EXERCISE AIM: Find the line that contains "Where can the concrete barrier" in the entries below. Output it and each later line exactly, and nothing else.

[begin RAW RECORDS]

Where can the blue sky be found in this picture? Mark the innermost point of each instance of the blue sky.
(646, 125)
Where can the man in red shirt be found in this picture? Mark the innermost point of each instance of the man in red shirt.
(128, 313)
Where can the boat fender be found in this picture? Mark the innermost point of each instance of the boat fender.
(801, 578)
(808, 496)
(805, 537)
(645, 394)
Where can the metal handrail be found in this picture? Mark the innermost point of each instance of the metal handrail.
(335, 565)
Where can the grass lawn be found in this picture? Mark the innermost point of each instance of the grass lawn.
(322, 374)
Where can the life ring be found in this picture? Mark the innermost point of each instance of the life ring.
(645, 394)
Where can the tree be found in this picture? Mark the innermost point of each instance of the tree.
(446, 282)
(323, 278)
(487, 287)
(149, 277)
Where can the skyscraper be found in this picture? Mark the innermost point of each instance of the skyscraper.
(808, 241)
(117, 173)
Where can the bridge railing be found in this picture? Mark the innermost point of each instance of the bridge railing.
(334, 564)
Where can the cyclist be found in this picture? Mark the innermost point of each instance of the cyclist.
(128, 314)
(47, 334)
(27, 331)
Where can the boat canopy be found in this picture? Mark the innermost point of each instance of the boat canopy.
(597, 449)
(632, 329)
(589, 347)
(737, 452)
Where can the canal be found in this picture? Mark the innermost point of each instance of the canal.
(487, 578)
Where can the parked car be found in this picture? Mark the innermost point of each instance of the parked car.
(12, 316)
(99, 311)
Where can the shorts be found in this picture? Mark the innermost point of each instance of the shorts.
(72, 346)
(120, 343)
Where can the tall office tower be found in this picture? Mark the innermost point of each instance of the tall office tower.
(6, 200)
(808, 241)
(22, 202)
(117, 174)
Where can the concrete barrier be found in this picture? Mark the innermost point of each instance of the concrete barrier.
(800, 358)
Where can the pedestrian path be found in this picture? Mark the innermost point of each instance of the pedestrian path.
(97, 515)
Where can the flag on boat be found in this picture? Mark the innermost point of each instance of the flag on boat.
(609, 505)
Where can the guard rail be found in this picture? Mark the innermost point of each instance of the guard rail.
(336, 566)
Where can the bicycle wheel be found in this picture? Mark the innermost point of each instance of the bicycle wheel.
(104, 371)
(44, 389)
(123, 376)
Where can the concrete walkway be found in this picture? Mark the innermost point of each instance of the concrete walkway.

[end RAW RECORDS]

PROBLEM SOLUTION:
Where can the concrete barrier be found in this picture? Mark the innermost point of each instance of the concrete barrier.
(800, 358)
Where can the pedestrian path be found in this picture? Mark the innermost point of each instance of the pedestrian path.
(97, 515)
Where can the flag on boat be found in this picture? Mark the innermost point of each instance of the flag on boat.
(609, 505)
Where can the guard rail be found in this picture? Mark the innermost point of each instance of the guard rail.
(336, 566)
Where can the bicycle wheel be found in this picture? Mark the innermost point of each instance of the bicycle wheel.
(104, 371)
(44, 389)
(123, 376)
Where can the concrete walkway be found in this picture? Mark the innermost point of each instance of the concrete walkway.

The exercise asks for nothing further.